◆ INPUT DATA
»»

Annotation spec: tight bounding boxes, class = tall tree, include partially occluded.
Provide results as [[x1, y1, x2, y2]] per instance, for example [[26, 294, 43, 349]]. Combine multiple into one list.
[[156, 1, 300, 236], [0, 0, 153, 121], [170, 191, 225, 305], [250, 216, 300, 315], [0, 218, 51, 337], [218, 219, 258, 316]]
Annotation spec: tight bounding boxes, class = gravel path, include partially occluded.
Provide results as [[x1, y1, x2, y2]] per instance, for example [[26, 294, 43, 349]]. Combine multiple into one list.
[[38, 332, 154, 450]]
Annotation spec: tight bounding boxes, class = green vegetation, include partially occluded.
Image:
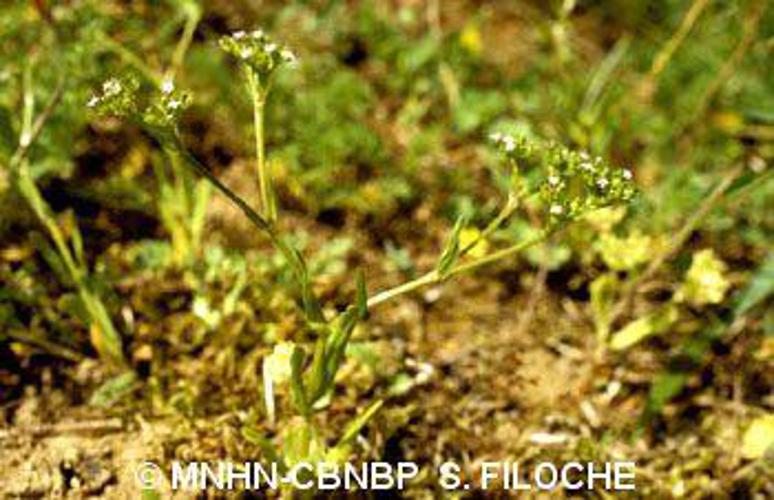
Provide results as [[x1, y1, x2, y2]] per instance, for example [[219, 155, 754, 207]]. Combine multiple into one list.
[[1, 0, 772, 497]]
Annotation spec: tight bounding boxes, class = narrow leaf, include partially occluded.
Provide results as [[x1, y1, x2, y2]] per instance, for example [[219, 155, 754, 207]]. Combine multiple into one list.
[[336, 399, 384, 448], [734, 253, 774, 316], [289, 346, 310, 417], [436, 214, 467, 279], [356, 269, 368, 320]]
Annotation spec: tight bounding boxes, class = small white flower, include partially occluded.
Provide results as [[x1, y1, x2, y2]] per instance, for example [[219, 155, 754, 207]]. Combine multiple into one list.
[[102, 78, 122, 97], [548, 175, 561, 187], [233, 30, 247, 40], [86, 95, 100, 108], [280, 49, 297, 65], [489, 132, 503, 142], [579, 151, 590, 160], [580, 162, 593, 172], [250, 29, 265, 39], [622, 169, 633, 180], [502, 136, 516, 152], [550, 204, 564, 215], [167, 99, 181, 110], [596, 177, 609, 189], [161, 79, 175, 95], [264, 43, 277, 53], [240, 46, 255, 59]]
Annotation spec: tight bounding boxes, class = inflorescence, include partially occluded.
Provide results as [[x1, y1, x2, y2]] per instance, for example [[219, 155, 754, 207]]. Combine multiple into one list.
[[490, 132, 636, 225], [219, 29, 297, 91], [87, 75, 190, 130]]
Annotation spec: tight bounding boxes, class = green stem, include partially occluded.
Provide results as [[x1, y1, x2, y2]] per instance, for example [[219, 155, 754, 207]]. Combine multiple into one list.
[[367, 229, 551, 308], [459, 193, 520, 257], [170, 5, 201, 77], [172, 140, 323, 322], [249, 75, 275, 222], [8, 72, 124, 366]]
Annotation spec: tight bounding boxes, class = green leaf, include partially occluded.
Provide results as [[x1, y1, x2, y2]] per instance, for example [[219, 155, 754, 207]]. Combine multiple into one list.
[[323, 308, 360, 387], [89, 370, 137, 408], [336, 399, 384, 449], [0, 106, 16, 157], [590, 272, 619, 343], [283, 419, 325, 465], [609, 304, 679, 351], [645, 371, 689, 418], [289, 346, 310, 417], [241, 426, 285, 471], [436, 214, 467, 279], [356, 269, 368, 320], [734, 253, 774, 316]]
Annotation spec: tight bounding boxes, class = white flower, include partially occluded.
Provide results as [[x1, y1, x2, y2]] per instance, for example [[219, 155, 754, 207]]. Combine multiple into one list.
[[548, 175, 561, 187], [86, 95, 100, 108], [280, 49, 297, 65], [596, 177, 609, 189], [240, 46, 255, 59], [502, 136, 516, 152], [233, 30, 246, 40], [489, 132, 503, 142], [580, 162, 593, 172], [102, 78, 122, 97], [167, 99, 181, 110], [250, 29, 265, 39], [550, 204, 564, 215], [265, 43, 277, 53], [622, 169, 633, 180], [161, 79, 175, 94]]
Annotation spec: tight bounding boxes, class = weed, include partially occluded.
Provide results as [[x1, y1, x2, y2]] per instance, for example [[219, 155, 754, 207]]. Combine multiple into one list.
[[89, 25, 636, 488]]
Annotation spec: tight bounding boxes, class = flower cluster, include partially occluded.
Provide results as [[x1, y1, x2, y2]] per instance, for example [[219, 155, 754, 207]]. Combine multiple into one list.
[[86, 76, 140, 117], [219, 29, 297, 90], [87, 76, 190, 130], [490, 133, 636, 225], [489, 132, 534, 159], [143, 78, 191, 128]]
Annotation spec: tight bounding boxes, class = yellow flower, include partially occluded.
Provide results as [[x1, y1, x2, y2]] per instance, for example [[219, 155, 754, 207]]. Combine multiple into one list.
[[459, 23, 483, 56], [459, 228, 489, 258], [675, 249, 730, 307], [597, 231, 652, 271]]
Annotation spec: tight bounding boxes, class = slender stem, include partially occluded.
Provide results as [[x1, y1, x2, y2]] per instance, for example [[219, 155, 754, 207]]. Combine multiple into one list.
[[7, 71, 125, 366], [9, 81, 65, 170], [248, 74, 275, 222], [647, 0, 710, 80], [7, 330, 83, 362], [367, 229, 551, 308], [460, 193, 520, 257], [170, 6, 201, 77]]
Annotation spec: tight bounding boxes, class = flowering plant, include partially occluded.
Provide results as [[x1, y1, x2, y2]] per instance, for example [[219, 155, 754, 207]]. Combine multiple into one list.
[[89, 28, 638, 490]]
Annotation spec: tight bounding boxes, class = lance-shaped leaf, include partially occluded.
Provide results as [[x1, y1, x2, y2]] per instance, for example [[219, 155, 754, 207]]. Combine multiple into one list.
[[356, 269, 368, 320], [334, 399, 384, 453], [289, 346, 310, 417], [436, 214, 467, 279], [241, 426, 286, 473]]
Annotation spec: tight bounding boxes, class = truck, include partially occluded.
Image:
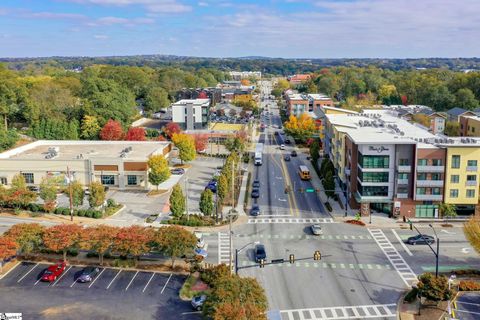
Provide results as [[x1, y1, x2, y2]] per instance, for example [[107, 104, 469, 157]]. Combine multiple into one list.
[[254, 143, 264, 166]]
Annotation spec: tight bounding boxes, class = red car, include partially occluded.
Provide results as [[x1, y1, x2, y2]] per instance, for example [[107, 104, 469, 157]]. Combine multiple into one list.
[[41, 261, 66, 282]]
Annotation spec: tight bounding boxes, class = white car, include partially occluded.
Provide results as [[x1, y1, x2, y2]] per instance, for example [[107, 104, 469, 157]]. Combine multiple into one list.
[[310, 224, 323, 235], [280, 144, 285, 150]]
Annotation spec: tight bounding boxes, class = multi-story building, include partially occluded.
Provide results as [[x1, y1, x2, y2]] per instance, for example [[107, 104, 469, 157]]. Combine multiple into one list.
[[324, 110, 480, 218], [0, 140, 172, 190], [229, 71, 261, 80], [176, 88, 221, 106], [459, 115, 480, 137], [287, 74, 311, 85], [171, 99, 210, 130], [286, 93, 334, 117]]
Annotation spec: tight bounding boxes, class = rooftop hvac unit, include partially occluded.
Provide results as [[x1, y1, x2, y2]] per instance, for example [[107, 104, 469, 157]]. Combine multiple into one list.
[[48, 146, 60, 153], [400, 131, 405, 136], [120, 152, 127, 158], [448, 139, 454, 143], [359, 120, 363, 127], [461, 138, 467, 143]]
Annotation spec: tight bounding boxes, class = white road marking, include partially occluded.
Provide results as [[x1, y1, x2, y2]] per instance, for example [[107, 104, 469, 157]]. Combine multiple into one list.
[[461, 248, 471, 254], [0, 261, 20, 280], [218, 232, 231, 265], [106, 270, 122, 289], [142, 273, 155, 293], [441, 229, 456, 235], [34, 277, 43, 286], [88, 268, 105, 288], [161, 273, 172, 294], [51, 265, 71, 287], [70, 277, 79, 288], [248, 218, 335, 224], [125, 271, 138, 291], [391, 229, 413, 256], [280, 303, 397, 319], [17, 263, 39, 283], [369, 229, 417, 287]]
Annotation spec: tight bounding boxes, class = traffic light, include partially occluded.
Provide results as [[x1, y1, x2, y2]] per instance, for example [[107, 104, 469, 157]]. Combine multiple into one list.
[[289, 254, 295, 264], [313, 250, 321, 261], [259, 259, 265, 268]]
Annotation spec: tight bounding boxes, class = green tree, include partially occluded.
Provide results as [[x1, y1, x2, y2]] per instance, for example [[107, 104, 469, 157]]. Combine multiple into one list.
[[217, 174, 229, 203], [154, 226, 197, 267], [11, 174, 27, 191], [39, 177, 58, 212], [439, 203, 456, 218], [169, 184, 185, 217], [144, 86, 170, 113], [81, 115, 100, 139], [309, 139, 320, 164], [199, 189, 214, 216], [70, 180, 85, 208], [147, 154, 171, 190], [455, 88, 479, 110], [417, 273, 453, 302], [323, 171, 335, 199], [172, 133, 196, 164], [88, 181, 106, 208], [444, 121, 460, 136]]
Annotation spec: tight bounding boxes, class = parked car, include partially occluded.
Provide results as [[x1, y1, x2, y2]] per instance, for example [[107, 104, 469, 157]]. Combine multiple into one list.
[[280, 144, 285, 150], [310, 224, 323, 235], [291, 150, 297, 157], [77, 266, 100, 283], [284, 155, 291, 161], [251, 188, 260, 198], [170, 168, 185, 175], [194, 248, 208, 259], [250, 204, 260, 216], [205, 181, 217, 193], [285, 139, 291, 144], [252, 180, 260, 189], [407, 234, 435, 245], [254, 244, 266, 263], [41, 261, 66, 282], [27, 186, 39, 192], [191, 295, 207, 311]]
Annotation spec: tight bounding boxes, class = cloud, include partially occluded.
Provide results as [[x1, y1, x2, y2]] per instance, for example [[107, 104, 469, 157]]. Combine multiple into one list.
[[19, 11, 87, 20], [87, 16, 155, 26], [61, 0, 192, 13], [94, 34, 108, 39]]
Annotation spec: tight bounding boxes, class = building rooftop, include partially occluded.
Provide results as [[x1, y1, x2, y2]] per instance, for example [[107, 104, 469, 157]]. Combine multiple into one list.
[[287, 93, 331, 101], [0, 140, 171, 161], [171, 99, 210, 107]]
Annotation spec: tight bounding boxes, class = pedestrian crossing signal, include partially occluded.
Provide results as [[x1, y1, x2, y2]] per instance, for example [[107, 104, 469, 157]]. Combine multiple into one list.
[[289, 254, 295, 264], [259, 259, 265, 268], [314, 250, 321, 261]]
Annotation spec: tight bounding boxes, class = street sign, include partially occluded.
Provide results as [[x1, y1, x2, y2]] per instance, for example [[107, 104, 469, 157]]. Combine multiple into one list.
[[306, 188, 315, 193]]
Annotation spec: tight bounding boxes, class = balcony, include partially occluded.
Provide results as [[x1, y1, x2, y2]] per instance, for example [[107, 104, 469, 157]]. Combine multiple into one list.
[[466, 180, 478, 186], [467, 166, 478, 172], [355, 191, 391, 203], [416, 180, 444, 187], [396, 193, 409, 199], [397, 165, 411, 173], [416, 165, 444, 173], [415, 194, 443, 201], [397, 179, 409, 185]]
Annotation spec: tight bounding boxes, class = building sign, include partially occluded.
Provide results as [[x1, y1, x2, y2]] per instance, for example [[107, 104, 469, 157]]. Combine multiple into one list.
[[394, 201, 401, 215], [369, 146, 389, 153], [361, 202, 370, 216]]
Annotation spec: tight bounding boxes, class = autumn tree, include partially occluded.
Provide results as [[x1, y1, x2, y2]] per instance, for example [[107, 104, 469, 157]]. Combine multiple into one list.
[[444, 121, 460, 136], [113, 225, 153, 266], [193, 134, 209, 152], [217, 173, 229, 204], [5, 223, 44, 258], [199, 189, 214, 216], [417, 273, 453, 302], [154, 226, 196, 267], [411, 114, 431, 128], [11, 174, 27, 191], [42, 224, 82, 262], [464, 217, 480, 254], [284, 113, 316, 143], [8, 174, 37, 208], [172, 133, 196, 163], [39, 177, 58, 213], [164, 122, 181, 139], [81, 225, 118, 265], [70, 180, 85, 208], [99, 119, 123, 140], [144, 86, 170, 113], [81, 115, 100, 139], [125, 127, 146, 141], [147, 154, 171, 190], [88, 181, 106, 208], [0, 236, 18, 265], [169, 184, 185, 217]]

««

Copy all lines above where "building" is present.

◆ RESPONSE FOR THIS EXERCISE
Annotation spec: tight bounding boxes, class = multi-story building, include partially occluded.
Annotation spec: tight bounding boxes, class = building rooftop, include partially occluded.
Annotation spec: tight bounding boxes, class = building sign, include partially occluded.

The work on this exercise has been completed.